++++ Extract to read

There were many points in time that I realized that we were completely in sync about our opinions on software development. We used the same PrivateRoute wrapper component for our React apps. We decided antd was a very useful UI kit to start new projects with. We utilized similar data-fetching mechanisms and error-handling. But the most important lesson I learned from mentoring a junior developer was not technical.
In many ways, seeing the personal growth of a junior developer that I was partially responsible for helped me realize that there was a lot that I had learned in my career that I hadn’t actively realized.
I found myself to be a better developer and manager than I had thought I was. My imposter syndrome began to ease up.
I had always considered myself a solid developer, but never one that could offer the level of mentorship that I finally realized that I was capable of. The gratitude that Nikhil showed me would brighten the days of exhaustion working on an early startup and building a product from the ground up. Nikhil was doing the same thing, but his attitude and excitement to learn and grow was infectious. I became eager to learn more than I already knew. I became eager to be better, not just for myself but also for others. Teaching was always a passion of mine. Learning, a desire that usually ends after one graduates from school, became a regained passion. I was very grateful for that.
I also began to realize how fortunate I was to have been given opportunities left and right to learn and grow simply by my geographic location in the States. I realized that not everyone is as fortunate as I have been in my aspirations, in terms of optionality and support.
Desipite having worked hard for the opportunites in my career, I realized that my place in tech was still one of privilege in the scope of the entire world.
Privilege comes with responsibility. Mentoring and teaching the next generation of developers is important to me and I plan to continue. And in doing so, I feel as though I am fulfilling an important part of my responsibility.

++++++++
++++ Given data

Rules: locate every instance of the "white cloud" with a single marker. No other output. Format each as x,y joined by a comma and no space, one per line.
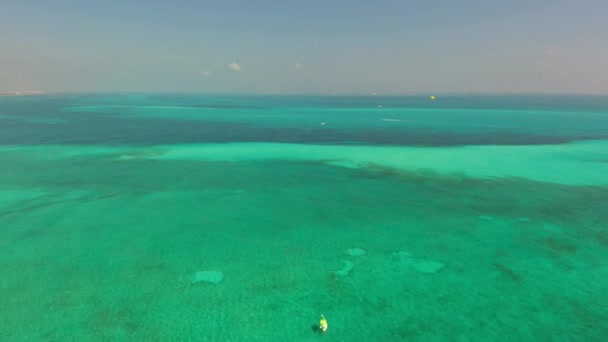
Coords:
234,67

++++++++

> Exercises
A. Echo the passage of the essay on mentoring, starting at "I found myself" and ending at "grateful for that.".
B. Answer these questions using the essay on mentoring:
(i) Which UI kit did the two developers decide was very useful for starting new projects?
(ii) What did the writer say began to ease up?
(iii) According to the final paragraph, what does privilege come with?
C. Pick up the essay on mentoring a junior developer after its final sentence and continue it.

> Per-task outputs
A.
I found myself to be a better developer and manager than I had thought I was. My imposter syndrome began to ease up.
I had always considered myself a solid developer, but never one that could offer the level of mentorship that I finally realized that I was capable of. The gratitude that Nikhil showed me would brighten the days of exhaustion working on an early startup and building a product from the ground up. Nikhil was doing the same thing, but his attitude and excitement to learn and grow was infectious. I became eager to learn more than I already knew. I became eager to be better, not just for myself but also for others. Teaching was always a passion of mine. Learning, a desire that usually ends after one graduates from school, became a regained passion. I was very grateful for that.

B.
(i) antd
(ii) The writer's imposter syndrome
(iii) Responsibility

C.
The process has always been personally rewarding. Lifelong teaching is the easiest path to lifelong learning.
Mentoring junior developers is not simply a way of easing your conscience with respect to your privilege. Mentoring the next generation is a way to gain perspective on how you fit into a world that’s larger than yourself. It’s a way to learn about new ideas and reevaluate longstanding beliefs.
As established developers, our ideas on tech are often formed in an ongoing process by the articles we read, the coworkers we work with, and the documentation we painstakingly sift through. But whether you have 20 years of experience or only a few, when you interact with people who are going through the same process that you had to go through to get to where you are today, you are often reminded of a time when learning was exciting. And you can carry that excitement into your own professional and even your personal life.
The excitement of learning from your mentee will in turn reinvigorate your excitement for learning.
Mentoring a junior developer will make you a better developer. It will help you learn the perspectives of developers that you may manage one day. It will equip you with the patience, understanding, and empathy you’ll need as a founder. And on a many levels, your personal growth will go far beyond your professional life.